- To do -
Copy the rows below word for word, from the line containing "[point] at the white siding" through the last line of the rows, both ends included.
* * *
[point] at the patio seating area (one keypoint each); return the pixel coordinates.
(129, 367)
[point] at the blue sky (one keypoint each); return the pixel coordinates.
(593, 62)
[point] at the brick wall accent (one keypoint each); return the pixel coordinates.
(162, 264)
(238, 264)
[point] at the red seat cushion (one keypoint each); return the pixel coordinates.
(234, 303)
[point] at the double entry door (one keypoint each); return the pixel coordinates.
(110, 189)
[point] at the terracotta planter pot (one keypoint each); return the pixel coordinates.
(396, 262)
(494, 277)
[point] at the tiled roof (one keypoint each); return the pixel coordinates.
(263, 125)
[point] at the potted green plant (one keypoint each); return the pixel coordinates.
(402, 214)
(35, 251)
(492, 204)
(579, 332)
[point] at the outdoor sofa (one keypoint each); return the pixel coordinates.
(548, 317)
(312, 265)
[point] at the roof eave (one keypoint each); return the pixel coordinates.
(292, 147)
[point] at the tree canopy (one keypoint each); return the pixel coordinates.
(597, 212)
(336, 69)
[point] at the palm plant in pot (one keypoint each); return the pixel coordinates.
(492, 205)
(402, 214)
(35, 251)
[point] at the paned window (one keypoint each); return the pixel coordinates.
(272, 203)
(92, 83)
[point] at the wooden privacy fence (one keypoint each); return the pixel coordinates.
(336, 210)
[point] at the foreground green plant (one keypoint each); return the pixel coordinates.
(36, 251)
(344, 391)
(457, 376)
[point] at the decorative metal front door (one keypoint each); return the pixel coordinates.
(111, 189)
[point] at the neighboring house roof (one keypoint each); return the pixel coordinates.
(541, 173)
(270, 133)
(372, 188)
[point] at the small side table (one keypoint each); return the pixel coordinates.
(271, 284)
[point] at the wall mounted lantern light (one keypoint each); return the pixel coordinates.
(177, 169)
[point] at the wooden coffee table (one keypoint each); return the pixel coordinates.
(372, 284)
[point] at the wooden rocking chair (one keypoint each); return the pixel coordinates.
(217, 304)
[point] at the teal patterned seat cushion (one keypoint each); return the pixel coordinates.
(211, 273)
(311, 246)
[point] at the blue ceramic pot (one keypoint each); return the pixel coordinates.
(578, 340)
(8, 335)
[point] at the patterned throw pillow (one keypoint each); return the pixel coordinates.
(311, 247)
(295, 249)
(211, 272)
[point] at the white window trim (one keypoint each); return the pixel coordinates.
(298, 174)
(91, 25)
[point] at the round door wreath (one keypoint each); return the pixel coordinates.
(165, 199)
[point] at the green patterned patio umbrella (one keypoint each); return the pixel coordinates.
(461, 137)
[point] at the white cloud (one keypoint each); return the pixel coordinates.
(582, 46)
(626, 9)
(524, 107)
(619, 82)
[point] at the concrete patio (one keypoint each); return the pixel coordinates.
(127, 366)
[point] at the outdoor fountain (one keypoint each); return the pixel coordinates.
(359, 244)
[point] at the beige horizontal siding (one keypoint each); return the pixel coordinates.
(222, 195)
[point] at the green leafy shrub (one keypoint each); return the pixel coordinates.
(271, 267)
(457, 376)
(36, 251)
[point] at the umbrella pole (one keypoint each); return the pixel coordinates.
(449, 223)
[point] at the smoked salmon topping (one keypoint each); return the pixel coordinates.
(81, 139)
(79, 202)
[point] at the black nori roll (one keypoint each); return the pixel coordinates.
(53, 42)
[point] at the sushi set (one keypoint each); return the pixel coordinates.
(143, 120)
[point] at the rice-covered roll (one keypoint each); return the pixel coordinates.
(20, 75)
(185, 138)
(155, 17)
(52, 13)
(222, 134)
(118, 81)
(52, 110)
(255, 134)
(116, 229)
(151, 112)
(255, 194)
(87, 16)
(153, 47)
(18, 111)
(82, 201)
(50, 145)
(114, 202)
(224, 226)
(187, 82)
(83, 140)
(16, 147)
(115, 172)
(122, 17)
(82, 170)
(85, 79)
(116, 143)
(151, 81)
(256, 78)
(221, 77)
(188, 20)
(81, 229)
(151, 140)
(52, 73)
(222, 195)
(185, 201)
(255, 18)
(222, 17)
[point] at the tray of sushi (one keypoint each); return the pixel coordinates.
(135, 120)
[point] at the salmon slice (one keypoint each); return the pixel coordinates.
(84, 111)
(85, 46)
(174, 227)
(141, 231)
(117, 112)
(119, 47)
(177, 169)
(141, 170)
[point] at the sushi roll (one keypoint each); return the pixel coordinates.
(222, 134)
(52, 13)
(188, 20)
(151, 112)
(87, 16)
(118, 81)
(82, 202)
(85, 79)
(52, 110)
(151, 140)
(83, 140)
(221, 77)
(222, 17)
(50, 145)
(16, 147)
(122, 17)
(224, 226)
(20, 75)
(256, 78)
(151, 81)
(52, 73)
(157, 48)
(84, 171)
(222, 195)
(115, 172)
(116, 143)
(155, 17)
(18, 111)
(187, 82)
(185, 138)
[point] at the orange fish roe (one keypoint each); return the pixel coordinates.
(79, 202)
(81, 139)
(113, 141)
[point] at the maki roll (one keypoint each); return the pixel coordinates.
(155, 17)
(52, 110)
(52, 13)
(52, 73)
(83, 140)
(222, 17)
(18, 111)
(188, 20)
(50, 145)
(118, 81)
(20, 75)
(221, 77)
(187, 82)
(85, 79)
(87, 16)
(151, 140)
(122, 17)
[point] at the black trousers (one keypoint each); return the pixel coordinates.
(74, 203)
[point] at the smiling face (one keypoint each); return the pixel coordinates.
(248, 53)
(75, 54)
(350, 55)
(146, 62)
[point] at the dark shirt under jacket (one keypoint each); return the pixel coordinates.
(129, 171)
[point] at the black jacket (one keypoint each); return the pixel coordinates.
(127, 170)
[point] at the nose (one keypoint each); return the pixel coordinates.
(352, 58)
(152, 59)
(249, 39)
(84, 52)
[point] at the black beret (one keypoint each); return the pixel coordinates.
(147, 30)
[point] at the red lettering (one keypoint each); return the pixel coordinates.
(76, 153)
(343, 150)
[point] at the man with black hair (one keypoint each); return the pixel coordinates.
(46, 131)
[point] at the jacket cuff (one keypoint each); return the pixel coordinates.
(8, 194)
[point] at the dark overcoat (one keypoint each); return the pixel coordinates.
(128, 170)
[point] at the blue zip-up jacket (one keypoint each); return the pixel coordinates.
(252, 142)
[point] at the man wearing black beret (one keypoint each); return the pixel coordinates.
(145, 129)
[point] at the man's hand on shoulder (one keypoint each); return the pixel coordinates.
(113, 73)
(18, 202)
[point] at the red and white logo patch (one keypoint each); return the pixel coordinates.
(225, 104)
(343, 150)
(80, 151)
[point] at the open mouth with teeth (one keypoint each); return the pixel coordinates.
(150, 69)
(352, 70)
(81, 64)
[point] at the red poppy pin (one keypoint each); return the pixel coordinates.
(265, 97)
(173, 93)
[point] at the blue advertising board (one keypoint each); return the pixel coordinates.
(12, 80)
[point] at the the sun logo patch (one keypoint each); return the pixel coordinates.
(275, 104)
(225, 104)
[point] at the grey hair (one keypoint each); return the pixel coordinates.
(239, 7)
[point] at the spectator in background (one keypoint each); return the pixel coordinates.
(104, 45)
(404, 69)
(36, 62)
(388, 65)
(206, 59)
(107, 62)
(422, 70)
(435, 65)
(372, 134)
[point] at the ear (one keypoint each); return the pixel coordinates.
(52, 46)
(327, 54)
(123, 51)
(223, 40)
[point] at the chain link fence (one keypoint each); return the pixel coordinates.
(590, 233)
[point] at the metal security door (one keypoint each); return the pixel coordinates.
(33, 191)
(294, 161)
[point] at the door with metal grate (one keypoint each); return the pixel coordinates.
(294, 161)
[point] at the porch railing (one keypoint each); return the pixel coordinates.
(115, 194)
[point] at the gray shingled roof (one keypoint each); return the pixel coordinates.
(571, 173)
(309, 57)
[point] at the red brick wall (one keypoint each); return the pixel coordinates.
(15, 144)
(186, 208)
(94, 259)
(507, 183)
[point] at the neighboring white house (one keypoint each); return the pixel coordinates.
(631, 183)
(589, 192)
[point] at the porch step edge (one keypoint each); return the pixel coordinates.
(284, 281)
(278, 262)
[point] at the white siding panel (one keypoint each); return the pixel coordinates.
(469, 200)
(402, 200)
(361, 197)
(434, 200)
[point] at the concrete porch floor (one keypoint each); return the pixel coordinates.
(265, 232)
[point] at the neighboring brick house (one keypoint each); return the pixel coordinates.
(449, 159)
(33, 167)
* * *
- Answer to the exercise -
[point] at the white siding panel (one keypoint each); return the pixel coordinates.
(469, 200)
(402, 200)
(361, 197)
(434, 200)
[point] at the concrete porch floor (one keypoint each); return the pixel coordinates.
(265, 232)
[point] at the neighboring brick house (one keypoint each); return the pixel coordinates.
(449, 159)
(33, 167)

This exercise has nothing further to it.